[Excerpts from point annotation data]
-*-

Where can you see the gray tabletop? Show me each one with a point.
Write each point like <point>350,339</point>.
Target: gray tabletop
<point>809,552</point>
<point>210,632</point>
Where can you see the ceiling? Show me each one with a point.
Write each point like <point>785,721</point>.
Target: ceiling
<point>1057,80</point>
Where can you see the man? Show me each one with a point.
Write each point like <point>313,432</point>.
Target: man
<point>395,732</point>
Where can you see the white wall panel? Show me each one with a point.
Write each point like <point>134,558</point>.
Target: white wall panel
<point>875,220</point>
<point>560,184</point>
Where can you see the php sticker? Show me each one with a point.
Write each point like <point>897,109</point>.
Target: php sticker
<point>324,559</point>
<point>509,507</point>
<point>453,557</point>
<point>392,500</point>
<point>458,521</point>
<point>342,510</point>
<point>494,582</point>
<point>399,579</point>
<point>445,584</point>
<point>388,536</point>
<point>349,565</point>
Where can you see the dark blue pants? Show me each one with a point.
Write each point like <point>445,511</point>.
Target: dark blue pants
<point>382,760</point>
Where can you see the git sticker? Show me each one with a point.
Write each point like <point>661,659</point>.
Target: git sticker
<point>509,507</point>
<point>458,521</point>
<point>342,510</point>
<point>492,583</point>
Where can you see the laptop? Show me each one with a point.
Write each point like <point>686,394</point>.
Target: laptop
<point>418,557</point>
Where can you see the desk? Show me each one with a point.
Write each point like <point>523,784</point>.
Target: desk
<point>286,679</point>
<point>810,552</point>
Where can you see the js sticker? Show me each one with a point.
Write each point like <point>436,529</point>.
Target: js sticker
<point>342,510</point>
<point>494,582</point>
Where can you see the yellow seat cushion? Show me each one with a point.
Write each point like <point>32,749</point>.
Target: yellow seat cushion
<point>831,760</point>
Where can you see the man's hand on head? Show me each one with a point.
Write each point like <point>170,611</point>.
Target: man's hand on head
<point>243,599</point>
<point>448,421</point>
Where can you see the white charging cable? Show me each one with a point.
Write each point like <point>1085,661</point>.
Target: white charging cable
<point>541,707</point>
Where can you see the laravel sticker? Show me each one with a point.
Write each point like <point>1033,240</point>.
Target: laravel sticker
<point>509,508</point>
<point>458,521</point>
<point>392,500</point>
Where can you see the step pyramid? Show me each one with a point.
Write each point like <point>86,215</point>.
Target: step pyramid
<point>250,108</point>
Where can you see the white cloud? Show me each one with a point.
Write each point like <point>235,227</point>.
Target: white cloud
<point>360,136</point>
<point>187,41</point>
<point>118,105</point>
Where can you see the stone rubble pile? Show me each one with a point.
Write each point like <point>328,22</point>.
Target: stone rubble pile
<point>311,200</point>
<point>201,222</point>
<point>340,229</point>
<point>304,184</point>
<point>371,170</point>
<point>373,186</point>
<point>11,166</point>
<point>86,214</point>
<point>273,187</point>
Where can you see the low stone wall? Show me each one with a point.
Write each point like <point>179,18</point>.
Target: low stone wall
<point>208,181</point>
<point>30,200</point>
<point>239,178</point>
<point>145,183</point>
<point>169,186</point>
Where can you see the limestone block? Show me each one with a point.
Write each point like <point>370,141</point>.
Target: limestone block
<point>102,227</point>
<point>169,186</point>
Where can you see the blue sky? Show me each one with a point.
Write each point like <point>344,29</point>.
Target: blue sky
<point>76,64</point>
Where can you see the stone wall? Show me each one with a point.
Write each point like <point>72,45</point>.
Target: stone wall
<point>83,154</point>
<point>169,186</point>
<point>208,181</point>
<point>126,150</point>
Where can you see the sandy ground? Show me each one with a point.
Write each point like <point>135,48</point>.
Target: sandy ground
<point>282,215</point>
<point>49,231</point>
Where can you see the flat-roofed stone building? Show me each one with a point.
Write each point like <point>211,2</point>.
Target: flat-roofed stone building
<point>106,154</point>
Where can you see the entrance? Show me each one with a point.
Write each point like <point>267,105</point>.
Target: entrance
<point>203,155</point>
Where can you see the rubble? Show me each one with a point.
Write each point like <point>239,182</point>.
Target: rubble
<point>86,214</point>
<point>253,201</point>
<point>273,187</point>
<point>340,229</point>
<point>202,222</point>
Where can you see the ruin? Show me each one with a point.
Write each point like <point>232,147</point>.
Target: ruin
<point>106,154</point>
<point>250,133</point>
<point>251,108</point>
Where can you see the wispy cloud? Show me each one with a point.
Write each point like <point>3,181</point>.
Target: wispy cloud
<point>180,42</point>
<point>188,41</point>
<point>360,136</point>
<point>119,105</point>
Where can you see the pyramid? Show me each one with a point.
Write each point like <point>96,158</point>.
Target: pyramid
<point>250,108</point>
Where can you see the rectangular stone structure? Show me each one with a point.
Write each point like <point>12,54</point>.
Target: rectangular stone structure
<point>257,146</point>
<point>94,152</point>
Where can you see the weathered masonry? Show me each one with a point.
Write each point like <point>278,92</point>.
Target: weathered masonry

-*-

- **INSTRUCTIONS TO FOLLOW**: Duplicate every one of these records word for word.

- **SOLUTION TO THE EXERCISE**:
Where can you see the gray tabletop? Show me each one with a point.
Write each point like <point>350,339</point>.
Target: gray tabletop
<point>809,552</point>
<point>210,632</point>
Where can you see the ceiling? Show me each one with a point.
Write each point like <point>785,721</point>.
Target: ceiling
<point>1057,80</point>
Where can you see the man? Show me each one with a point.
Write each point like <point>313,432</point>.
Target: man
<point>395,732</point>
Where can you see the white wall panel? Show me each one with a point.
Write each point like <point>134,558</point>.
Target: white wall panel
<point>875,220</point>
<point>560,184</point>
Where can you see the php sticker? Show me each one with a point.
Write each point like <point>897,109</point>.
Target: php sticker
<point>324,559</point>
<point>509,507</point>
<point>453,557</point>
<point>392,500</point>
<point>458,521</point>
<point>342,510</point>
<point>494,582</point>
<point>399,579</point>
<point>445,584</point>
<point>388,536</point>
<point>349,565</point>
Where can you see the dark blue pants? Show me each one with a point.
Write each point like <point>445,511</point>.
Target: dark blue pants
<point>382,760</point>
Where can you see the git sticker? Show me each one with a point.
Write each point like <point>661,659</point>.
Target: git sticker
<point>509,507</point>
<point>458,521</point>
<point>342,510</point>
<point>492,583</point>
Where can you see the laptop? Show me each one with a point.
Write each point like <point>686,394</point>.
Target: laptop
<point>418,557</point>
Where can you see the desk? Show me each one with a point.
Write each point like <point>523,784</point>.
Target: desk
<point>286,679</point>
<point>810,552</point>
Where can you see the js sticker? Show me each one with a point.
Write each point like <point>436,529</point>.
Target: js sticker
<point>342,510</point>
<point>494,582</point>
Where can you see the yellow seat cushion? Show me each one with a point.
Write each point like <point>32,749</point>.
Target: yellow seat cushion
<point>831,760</point>
Where can you see the man's hand on head? Show me each one with a point.
Write each point like <point>170,611</point>.
Target: man's hand on head
<point>243,599</point>
<point>448,421</point>
Where can you see the white charging cable? Show me each one with a point.
Write each point like <point>1085,661</point>.
Target: white charging cable
<point>541,707</point>
Where can you see the laravel sticker? Show me each one with a point.
Write each point like <point>1033,240</point>.
Target: laravel sticker
<point>509,508</point>
<point>458,521</point>
<point>392,500</point>
Where can you see the step pyramid? Show me each one with a point.
Write each point like <point>86,215</point>.
Target: step pyramid
<point>250,108</point>
Where can you see the white cloud? Show me each one with a point.
Write each point like <point>235,227</point>.
Target: white cloud
<point>360,136</point>
<point>187,41</point>
<point>118,105</point>
Where can you see the stone rubble pile? Show me each one with a point.
Write each point like <point>328,22</point>.
Target: stone rubble pile
<point>311,200</point>
<point>201,222</point>
<point>340,229</point>
<point>304,184</point>
<point>371,170</point>
<point>373,186</point>
<point>11,166</point>
<point>86,214</point>
<point>273,187</point>
Where can you see the low stone wall? Show me each one with a point.
Write each point like <point>179,18</point>.
Target: low stone wall
<point>208,181</point>
<point>30,200</point>
<point>239,178</point>
<point>145,183</point>
<point>169,186</point>
Where can you see the limestone block? Show me each one with a point.
Write each point like <point>370,141</point>.
Target: limestone block
<point>102,227</point>
<point>169,186</point>
Where can you see the blue sky? Show me each one with a point.
Write each point like <point>344,29</point>.
Target: blue sky
<point>76,64</point>
Where can you see the stone wall? Show me each one with a point.
Write each point like <point>72,45</point>.
Target: stone wall
<point>83,154</point>
<point>169,186</point>
<point>208,181</point>
<point>126,150</point>
Where can you see the sandy ground? Show me each one with a point.
Write each point like <point>135,48</point>.
Target: sandy ground
<point>282,215</point>
<point>49,231</point>
Where can you see the flat-roofed stone building? Show me each one with a point.
Write each point like <point>211,2</point>.
Target: flat-roofed stone building
<point>106,154</point>
Where can you see the entrance? Show me each one with a point.
Write each point like <point>267,105</point>.
Target: entrance
<point>203,155</point>
Where can you see the rubble? Show me each one with a point.
Write each point like <point>239,182</point>.
Target: rubble
<point>86,214</point>
<point>253,201</point>
<point>273,187</point>
<point>340,229</point>
<point>202,222</point>
Where can you see the ruin? Show me each one with a point.
Write each point like <point>232,147</point>.
Target: ruin
<point>106,154</point>
<point>250,133</point>
<point>251,108</point>
Where can you see the wispy cloud? Show me each one with a point.
Write each point like <point>3,181</point>.
Target: wispy cloud
<point>180,42</point>
<point>188,41</point>
<point>360,136</point>
<point>119,105</point>
Where can you see the pyramid? Show me each one with a point.
Write each point like <point>96,158</point>.
Target: pyramid
<point>250,108</point>
Where can you see the rectangular stone structure? Show me each one with a point.
Write each point like <point>12,54</point>.
Target: rectangular stone structure
<point>257,146</point>
<point>94,152</point>
Where can you see the weathered masonry? Show me each one with a point.
Write each point like <point>278,92</point>.
Target: weathered masonry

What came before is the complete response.